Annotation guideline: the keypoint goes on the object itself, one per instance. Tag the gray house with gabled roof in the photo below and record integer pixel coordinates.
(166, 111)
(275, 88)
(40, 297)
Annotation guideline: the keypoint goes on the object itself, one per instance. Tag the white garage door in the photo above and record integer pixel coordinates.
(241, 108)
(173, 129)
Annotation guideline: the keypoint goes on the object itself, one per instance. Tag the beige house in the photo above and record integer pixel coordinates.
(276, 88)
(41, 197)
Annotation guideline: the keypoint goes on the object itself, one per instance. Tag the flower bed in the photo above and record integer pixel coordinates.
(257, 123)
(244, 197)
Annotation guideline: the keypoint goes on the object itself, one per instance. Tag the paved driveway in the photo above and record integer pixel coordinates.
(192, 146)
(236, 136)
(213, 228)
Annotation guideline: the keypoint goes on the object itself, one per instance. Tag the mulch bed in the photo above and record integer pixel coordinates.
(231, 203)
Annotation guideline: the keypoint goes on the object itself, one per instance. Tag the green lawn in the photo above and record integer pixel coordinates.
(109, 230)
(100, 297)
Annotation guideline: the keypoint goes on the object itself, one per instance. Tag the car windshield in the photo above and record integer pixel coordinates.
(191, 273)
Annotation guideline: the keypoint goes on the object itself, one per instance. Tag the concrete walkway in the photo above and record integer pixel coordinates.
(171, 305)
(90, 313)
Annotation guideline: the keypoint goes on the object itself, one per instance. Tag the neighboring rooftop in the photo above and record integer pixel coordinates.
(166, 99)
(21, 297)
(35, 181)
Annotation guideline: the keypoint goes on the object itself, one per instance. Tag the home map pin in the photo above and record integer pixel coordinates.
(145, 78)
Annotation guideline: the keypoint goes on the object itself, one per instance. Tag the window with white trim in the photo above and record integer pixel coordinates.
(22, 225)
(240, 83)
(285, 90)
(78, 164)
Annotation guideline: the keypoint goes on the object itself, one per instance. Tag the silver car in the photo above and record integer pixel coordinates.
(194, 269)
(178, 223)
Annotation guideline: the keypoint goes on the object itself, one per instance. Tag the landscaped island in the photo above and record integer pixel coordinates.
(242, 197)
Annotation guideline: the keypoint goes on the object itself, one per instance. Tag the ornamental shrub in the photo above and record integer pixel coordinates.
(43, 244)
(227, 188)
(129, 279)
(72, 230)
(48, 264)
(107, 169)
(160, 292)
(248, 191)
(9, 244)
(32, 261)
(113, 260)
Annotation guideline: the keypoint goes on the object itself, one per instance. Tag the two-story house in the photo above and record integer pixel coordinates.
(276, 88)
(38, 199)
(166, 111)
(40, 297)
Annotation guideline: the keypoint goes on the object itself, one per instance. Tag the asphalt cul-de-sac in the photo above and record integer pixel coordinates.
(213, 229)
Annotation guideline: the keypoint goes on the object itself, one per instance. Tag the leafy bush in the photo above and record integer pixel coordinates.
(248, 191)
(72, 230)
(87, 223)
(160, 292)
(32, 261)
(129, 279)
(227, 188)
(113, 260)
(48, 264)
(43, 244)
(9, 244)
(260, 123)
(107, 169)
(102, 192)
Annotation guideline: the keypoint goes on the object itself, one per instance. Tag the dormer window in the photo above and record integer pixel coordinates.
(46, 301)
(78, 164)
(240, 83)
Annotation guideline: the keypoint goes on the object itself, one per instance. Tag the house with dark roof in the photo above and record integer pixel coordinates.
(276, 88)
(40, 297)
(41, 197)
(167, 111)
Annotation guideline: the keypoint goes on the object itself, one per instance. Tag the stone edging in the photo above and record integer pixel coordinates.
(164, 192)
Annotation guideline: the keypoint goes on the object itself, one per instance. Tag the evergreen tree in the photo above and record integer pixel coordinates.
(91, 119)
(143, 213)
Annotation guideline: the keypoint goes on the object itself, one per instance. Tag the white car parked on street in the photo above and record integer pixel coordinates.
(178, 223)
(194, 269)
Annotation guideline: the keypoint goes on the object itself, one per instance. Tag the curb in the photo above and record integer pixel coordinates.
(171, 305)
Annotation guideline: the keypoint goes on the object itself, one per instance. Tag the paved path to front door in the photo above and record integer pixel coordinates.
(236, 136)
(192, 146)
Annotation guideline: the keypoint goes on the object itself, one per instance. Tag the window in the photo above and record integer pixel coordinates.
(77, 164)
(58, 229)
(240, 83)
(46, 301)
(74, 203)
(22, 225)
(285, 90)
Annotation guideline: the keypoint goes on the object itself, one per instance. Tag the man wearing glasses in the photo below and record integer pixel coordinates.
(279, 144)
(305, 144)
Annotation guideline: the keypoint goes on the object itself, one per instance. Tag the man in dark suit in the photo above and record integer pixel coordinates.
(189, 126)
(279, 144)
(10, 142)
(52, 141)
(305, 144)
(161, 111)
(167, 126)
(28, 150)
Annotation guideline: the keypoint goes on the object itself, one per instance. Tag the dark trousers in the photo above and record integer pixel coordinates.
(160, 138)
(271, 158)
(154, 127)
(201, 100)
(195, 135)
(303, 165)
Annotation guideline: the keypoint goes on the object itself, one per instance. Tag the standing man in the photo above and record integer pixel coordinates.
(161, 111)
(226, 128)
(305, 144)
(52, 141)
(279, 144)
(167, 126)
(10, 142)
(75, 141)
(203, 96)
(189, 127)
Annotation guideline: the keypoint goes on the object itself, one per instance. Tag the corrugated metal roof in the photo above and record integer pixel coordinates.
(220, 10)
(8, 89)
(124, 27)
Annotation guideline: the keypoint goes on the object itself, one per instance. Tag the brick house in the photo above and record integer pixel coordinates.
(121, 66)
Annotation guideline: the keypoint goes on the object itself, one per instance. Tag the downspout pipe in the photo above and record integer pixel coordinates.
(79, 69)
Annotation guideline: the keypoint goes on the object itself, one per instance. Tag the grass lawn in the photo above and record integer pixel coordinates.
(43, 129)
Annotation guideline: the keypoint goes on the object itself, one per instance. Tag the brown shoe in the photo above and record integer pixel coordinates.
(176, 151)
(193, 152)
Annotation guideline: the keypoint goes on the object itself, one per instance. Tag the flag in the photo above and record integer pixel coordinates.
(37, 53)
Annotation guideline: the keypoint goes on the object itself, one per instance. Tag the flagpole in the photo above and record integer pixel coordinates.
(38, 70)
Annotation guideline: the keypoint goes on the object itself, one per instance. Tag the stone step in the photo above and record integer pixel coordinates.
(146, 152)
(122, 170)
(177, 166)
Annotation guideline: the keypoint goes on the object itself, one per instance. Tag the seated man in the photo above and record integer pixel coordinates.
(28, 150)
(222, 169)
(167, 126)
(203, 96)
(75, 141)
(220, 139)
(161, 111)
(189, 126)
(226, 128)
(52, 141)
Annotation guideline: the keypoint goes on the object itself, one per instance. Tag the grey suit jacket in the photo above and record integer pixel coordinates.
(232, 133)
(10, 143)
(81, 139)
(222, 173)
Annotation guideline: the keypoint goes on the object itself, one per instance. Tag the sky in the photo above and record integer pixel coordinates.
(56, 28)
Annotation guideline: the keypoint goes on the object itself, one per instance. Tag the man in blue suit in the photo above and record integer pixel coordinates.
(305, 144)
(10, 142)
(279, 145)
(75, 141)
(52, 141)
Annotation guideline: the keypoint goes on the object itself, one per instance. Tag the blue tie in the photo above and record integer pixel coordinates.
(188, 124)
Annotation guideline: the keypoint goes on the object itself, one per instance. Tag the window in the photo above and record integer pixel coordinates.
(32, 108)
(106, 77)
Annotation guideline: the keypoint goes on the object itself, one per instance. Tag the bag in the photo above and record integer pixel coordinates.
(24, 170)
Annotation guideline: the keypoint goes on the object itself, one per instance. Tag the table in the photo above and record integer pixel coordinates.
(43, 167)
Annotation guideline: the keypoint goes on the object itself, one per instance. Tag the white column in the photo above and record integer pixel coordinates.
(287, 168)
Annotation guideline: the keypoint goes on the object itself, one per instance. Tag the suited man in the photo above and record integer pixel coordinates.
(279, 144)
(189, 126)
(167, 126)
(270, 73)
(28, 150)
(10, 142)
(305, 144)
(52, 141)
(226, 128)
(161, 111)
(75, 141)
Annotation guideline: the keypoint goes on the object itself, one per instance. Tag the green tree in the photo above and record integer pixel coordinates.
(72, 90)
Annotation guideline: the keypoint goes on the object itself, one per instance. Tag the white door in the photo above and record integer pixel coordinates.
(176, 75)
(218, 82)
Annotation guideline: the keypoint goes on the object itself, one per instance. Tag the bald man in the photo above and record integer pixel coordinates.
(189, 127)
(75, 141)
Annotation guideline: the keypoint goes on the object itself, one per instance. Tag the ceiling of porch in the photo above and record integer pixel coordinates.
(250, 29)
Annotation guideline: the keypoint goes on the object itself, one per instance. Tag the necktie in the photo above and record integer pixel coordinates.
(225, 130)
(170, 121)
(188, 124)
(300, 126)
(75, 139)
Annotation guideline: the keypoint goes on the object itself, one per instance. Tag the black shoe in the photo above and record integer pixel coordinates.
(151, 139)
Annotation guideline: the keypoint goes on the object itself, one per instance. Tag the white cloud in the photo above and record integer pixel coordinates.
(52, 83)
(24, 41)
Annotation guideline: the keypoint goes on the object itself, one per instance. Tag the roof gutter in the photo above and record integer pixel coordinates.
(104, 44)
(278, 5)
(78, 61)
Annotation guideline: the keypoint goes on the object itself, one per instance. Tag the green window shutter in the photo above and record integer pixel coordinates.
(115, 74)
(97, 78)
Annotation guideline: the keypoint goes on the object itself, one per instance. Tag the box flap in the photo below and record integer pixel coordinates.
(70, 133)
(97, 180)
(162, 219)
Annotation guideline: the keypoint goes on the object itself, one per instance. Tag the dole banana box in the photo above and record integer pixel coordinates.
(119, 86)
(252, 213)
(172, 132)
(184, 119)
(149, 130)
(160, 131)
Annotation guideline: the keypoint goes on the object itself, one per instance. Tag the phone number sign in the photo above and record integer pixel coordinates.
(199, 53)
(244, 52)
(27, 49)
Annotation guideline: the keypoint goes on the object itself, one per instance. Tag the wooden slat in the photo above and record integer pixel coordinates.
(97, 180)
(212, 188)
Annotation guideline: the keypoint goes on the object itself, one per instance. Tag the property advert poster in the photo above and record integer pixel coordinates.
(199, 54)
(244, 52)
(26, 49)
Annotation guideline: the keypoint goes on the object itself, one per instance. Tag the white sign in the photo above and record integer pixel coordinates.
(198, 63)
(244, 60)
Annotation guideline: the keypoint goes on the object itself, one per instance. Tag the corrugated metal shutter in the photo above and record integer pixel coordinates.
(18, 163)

★ ★ ★ ★ ★ ★ ★

- Exercise aim -
Your task is to reproduce, exactly and exclusively, the lines from the one holding "the white cloud" through the final line of the listing.

- Task answer -
Annotation guideline: the keypoint goes on the object itself, one per instance. Tag the white cloud in the photo above and record integer pixel coordinates.
(52, 83)
(24, 41)
Annotation guideline: the keypoint goes on the object itself, one per instance. Tag the roof gutter in the photo above and record integer pixel coordinates.
(104, 44)
(278, 5)
(78, 61)
Annotation guideline: the keypoint goes on the object itself, one per instance. Tag the green window shutter in the photo above and record integer pixel coordinates.
(115, 74)
(97, 78)
Annotation guideline: the keypoint goes on the object itself, one per instance. Tag the box flap in the photo below and record integer pixel coordinates.
(70, 133)
(97, 180)
(162, 219)
Annotation guideline: the keypoint goes on the object itself, one per instance. Tag the dole banana box in the photo above and record integer pixel coordinates.
(119, 86)
(252, 213)
(172, 132)
(184, 119)
(149, 130)
(160, 131)
Annotation guideline: the keypoint goes on the object itself, one per instance. Tag the phone number sign in the photo above and record integer pixel coordinates.
(199, 53)
(244, 52)
(27, 49)
Annotation guideline: the keypoint goes on the object itself, one per instance. Tag the wooden slat in the photo above and record integer pixel coordinates.
(97, 180)
(212, 188)
Annotation guideline: the keypoint goes on the object itself, one per instance. Tag the property advert poster in the photo above and record integer pixel coordinates.
(199, 54)
(244, 52)
(26, 49)
Annotation guideline: the keypoint goes on the object itself, one per instance. Tag the white sign in the photo above and record integer pixel coordinates.
(198, 63)
(244, 60)
Annotation guideline: the keypoint goes on the object itself, one per instance. Tag the corrugated metal shutter in the photo above and record integer pixel coordinates.
(18, 163)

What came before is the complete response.